Records of labeled points ->
....

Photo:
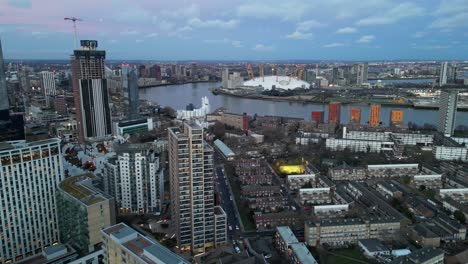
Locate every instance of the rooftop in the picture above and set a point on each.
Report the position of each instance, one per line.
(147, 250)
(286, 234)
(81, 189)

....

Short problem ->
Reproduce every line of the listing above word for word, leaving out the pictures.

Exercise answer ->
Photo:
Locate every instance of the rooftop in the picture above and set a point on each.
Report the position of each instance, one per line.
(147, 250)
(286, 234)
(81, 189)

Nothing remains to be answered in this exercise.